Krishnaji llegó a Bombay con Rajagopal, a principios de 1953. Se alojaron con Ratansi Morarji en Carmichael Road. La atmósfera afectiva de aquellos primeros días había desaparecido. Krishnaji permanecía apartado y pasaba mucho tiempo solo en su habitación. Su risa se escuchaba raramente, pero desde la habitación de Krishnaji llegaba a menudo la voz irritada y enfurecida de Rajagopal.
Krishnaji estaba concediendo un gran número de entrevistas, recibía a sanyasis, estudiantes, hombres y mujeres agobiados por el dolor y el aislamiento de la vejez. Ofrecía pláticas en el complejo de la J.J. Escuela de Arte; había comenzado discusiones con pequeños grupos, pero ya no venía como antes a sentarse por las mañanas y las tardes en la sala de estar. Los cantos en los que Krishnaji había participado también terminaron. Rajagopal parecía determinar lo que Krishnaji podía o no podía hacer. Por entonces, Rajagopal era muy amigo de Jamnadas Dwarkadas, quien con su ardiente amor y devoción por Krishnaji, reaccionó fuertemente y con ira ante las insinuaciones de Rajagopal. Jamnadas jamás nos contó lo que Rajagopal le había dicho, pero sugirió que había acusado amargamente a Krishnaji. Rajagopal se mostraba amigable conmigo, pero teníamos largas disputas con respecto a las publicaciones, organizaciones y cosas por el estilo. A veces discrepábamos con pasión. Yo no estaba acostumbrada a las actitudes de reserva en las instituciones públicas. Rajagopal era arrogante y rehusaba contestar preguntas. Quería saberlo todo, pero no estaba dispuesto a revelar nada. Le dije que no podía trabajar con él en estos términos.
|---|
- [OBJETIVO] Retoma el fragmento sobre la estancia de Krishnaji en Bombay y continúalo a partir de su última oración. Las entradas son un material independiente del fragmento.

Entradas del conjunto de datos
|---|
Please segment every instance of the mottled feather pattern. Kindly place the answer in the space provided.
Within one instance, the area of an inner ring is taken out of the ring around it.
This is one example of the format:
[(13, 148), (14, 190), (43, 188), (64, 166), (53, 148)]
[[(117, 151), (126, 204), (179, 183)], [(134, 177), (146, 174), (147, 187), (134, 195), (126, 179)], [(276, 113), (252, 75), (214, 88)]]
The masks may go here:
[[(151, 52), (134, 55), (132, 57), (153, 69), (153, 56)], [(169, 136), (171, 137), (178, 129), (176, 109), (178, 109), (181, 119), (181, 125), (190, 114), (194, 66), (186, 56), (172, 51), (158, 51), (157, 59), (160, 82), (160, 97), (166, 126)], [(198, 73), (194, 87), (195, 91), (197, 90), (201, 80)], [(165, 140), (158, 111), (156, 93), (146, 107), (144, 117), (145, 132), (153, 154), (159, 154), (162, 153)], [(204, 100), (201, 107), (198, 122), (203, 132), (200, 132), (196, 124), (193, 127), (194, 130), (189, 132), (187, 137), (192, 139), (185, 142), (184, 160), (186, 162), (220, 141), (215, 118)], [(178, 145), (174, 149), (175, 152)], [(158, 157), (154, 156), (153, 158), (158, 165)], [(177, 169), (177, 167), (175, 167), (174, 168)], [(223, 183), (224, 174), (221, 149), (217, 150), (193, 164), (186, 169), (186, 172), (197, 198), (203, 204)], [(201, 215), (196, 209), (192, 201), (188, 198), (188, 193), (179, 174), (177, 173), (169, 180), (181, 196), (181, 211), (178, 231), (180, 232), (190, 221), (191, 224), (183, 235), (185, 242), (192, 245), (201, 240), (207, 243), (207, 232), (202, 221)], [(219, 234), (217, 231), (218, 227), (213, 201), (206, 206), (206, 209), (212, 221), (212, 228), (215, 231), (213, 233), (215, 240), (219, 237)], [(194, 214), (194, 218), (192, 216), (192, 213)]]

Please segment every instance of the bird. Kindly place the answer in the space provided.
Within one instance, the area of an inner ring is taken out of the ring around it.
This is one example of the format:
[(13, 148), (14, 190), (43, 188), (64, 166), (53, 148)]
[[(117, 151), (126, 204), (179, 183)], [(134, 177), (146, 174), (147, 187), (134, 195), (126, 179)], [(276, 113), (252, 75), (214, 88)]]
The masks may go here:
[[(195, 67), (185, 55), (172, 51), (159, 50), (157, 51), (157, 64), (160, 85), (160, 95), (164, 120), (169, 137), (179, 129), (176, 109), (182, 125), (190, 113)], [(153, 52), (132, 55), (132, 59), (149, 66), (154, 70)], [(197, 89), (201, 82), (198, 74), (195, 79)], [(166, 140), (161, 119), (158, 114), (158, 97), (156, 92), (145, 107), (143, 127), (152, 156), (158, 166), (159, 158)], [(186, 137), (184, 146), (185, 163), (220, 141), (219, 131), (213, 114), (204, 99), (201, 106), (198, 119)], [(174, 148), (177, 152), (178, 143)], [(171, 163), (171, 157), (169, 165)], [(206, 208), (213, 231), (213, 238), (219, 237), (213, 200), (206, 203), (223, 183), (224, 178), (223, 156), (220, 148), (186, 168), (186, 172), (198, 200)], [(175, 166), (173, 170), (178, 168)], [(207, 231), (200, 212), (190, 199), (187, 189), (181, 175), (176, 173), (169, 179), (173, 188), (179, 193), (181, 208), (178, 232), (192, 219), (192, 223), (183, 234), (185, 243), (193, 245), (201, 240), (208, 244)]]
|---|
- [RESULTADO DEL EJERCICIO]
Sin embargo, las pláticas públicas de Krishnaji no mostraban huella alguna del remolino que giraba a su alrededor en la residencia de Ratansi.
Por esos días tuvo lugar un incidente que habría de soltar la flecha de las causas que finalmente condujeron a una completa ruptura entre Krishnamurti y Rajagopal. El fastidio que le ocasionara Rajagopal y las escenas que tenían lugar todos los días, indujeron a Krishnaji a decir algo que afectaba la integridad personal de Rajagopal. Habiéndolo dicho, Krishnaji se dio cuenta de todas las implicaciones que ello tenía. Esta es la única vez que he visto a Krishnaji sumido en una profunda angustia.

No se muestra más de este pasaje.